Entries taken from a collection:

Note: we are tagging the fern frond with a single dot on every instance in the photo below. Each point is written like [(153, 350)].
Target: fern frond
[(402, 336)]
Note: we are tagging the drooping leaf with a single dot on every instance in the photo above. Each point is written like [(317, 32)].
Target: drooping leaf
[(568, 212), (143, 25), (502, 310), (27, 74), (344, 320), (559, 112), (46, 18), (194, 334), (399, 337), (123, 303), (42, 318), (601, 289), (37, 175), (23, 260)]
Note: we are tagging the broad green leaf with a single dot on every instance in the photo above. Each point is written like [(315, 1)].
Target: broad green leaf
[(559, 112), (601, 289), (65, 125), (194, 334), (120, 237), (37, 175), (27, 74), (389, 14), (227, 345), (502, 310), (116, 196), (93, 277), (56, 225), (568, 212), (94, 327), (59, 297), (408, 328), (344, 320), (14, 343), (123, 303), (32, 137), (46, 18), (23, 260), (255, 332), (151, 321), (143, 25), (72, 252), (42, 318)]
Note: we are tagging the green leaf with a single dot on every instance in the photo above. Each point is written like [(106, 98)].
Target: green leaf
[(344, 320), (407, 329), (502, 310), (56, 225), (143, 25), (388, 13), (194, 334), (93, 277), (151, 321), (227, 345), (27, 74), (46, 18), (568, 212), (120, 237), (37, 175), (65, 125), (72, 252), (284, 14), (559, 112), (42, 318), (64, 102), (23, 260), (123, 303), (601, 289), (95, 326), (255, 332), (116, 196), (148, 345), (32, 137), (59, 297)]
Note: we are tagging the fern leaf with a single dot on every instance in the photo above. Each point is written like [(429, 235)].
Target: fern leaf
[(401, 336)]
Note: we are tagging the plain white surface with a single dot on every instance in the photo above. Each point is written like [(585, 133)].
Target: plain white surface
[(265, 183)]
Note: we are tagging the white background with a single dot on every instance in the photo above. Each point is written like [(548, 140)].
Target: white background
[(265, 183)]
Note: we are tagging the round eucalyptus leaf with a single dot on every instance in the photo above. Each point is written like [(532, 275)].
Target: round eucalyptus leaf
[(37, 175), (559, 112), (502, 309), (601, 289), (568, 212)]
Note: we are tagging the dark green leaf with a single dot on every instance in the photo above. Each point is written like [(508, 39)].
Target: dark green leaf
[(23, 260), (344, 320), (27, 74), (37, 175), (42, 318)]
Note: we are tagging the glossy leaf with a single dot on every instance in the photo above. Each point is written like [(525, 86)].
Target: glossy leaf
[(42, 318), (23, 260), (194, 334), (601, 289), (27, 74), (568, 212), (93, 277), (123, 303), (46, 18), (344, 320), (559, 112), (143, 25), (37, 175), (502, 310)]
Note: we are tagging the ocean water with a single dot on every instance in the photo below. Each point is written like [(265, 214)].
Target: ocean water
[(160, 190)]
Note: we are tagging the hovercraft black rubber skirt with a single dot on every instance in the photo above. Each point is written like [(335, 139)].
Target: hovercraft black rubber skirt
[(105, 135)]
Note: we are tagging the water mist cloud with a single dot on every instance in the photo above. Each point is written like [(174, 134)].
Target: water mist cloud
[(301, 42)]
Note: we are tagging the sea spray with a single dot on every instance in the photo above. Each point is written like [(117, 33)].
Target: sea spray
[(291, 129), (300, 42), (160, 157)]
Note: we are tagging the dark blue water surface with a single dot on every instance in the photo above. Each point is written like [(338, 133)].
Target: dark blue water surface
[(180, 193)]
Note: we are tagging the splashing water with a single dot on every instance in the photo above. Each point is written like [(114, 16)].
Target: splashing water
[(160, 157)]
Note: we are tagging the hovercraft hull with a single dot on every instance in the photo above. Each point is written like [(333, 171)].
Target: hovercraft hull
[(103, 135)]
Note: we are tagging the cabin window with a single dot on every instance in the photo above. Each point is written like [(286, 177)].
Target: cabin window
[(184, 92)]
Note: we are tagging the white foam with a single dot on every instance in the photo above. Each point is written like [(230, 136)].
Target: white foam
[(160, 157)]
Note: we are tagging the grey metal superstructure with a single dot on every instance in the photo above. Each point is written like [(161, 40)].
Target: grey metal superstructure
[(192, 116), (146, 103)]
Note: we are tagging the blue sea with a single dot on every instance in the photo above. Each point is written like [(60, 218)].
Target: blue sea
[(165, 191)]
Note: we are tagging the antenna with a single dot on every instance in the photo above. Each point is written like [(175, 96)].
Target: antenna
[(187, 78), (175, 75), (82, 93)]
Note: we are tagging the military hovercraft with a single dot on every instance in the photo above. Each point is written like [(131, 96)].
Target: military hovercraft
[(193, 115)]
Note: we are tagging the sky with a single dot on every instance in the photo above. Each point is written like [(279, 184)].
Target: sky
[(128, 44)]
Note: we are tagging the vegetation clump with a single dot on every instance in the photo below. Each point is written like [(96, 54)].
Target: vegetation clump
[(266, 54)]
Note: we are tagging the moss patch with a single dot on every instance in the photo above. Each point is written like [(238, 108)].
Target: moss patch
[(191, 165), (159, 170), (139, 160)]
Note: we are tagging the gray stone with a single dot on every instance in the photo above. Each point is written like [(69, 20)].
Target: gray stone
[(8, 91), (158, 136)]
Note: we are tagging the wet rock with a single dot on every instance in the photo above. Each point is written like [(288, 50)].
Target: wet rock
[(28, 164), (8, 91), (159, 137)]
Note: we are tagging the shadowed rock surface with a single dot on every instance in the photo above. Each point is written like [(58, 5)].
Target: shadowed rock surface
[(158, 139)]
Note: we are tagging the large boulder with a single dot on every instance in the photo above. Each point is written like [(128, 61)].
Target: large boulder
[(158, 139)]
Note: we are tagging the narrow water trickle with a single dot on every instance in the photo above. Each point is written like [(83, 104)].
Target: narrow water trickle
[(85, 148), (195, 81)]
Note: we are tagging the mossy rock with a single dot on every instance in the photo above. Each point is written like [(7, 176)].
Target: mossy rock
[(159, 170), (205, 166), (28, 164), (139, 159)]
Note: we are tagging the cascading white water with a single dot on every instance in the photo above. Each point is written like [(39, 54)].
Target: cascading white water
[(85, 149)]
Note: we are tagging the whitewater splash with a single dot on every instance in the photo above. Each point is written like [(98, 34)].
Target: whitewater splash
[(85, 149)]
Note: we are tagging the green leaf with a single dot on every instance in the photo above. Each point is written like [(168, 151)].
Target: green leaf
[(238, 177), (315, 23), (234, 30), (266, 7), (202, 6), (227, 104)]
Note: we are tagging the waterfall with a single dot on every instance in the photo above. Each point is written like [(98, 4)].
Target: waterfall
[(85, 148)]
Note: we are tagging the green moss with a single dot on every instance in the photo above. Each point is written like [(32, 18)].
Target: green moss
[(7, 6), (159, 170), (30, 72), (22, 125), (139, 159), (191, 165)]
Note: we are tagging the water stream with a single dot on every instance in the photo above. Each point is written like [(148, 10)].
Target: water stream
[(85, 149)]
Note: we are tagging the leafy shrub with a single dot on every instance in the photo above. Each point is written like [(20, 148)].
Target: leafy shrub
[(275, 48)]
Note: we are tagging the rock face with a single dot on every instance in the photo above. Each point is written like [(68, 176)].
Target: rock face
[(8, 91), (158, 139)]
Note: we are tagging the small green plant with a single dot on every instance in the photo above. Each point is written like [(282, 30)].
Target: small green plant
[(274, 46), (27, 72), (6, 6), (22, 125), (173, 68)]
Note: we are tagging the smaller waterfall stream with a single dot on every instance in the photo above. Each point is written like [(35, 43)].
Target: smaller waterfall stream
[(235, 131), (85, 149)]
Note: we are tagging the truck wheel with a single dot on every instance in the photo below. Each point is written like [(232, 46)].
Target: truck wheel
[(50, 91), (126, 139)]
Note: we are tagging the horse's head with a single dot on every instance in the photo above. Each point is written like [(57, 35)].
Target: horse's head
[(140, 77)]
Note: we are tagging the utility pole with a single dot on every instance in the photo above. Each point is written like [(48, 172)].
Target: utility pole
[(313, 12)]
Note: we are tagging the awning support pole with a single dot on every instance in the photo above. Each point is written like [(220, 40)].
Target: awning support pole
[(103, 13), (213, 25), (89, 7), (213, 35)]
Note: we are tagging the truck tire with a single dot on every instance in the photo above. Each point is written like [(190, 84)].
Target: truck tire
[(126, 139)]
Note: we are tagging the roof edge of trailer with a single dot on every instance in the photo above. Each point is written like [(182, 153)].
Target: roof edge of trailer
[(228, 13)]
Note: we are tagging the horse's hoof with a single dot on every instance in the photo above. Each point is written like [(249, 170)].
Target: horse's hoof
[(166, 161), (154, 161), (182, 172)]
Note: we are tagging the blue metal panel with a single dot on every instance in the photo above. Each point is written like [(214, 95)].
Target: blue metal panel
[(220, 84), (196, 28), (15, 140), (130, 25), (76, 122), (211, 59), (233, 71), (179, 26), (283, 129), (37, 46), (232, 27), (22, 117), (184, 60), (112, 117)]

Requirement » Lines from the one containing "Note: we are tagging the roof" through the final line are to be given again verbatim, with nothing before or after.

Written solution »
Note: we are tagging the roof edge of trailer with a single dot on every instance in the photo above. Each point is written like [(182, 153)].
Target: roof edge of trailer
[(228, 13)]
Note: we are tagging the horse's hoof with a single dot on every instance in the photo above. Each point is written like [(249, 170)].
Target: horse's hoof
[(166, 161), (154, 161), (182, 172)]
Note: we are tagging the blue metal panel with a single dot on every instance in the photo above. Each point is written like [(214, 95)].
Target: blue metal panel
[(220, 84), (196, 28), (15, 140), (130, 25), (76, 122), (211, 59), (233, 71), (179, 26), (283, 129), (37, 46), (232, 27), (22, 117), (184, 60), (112, 117)]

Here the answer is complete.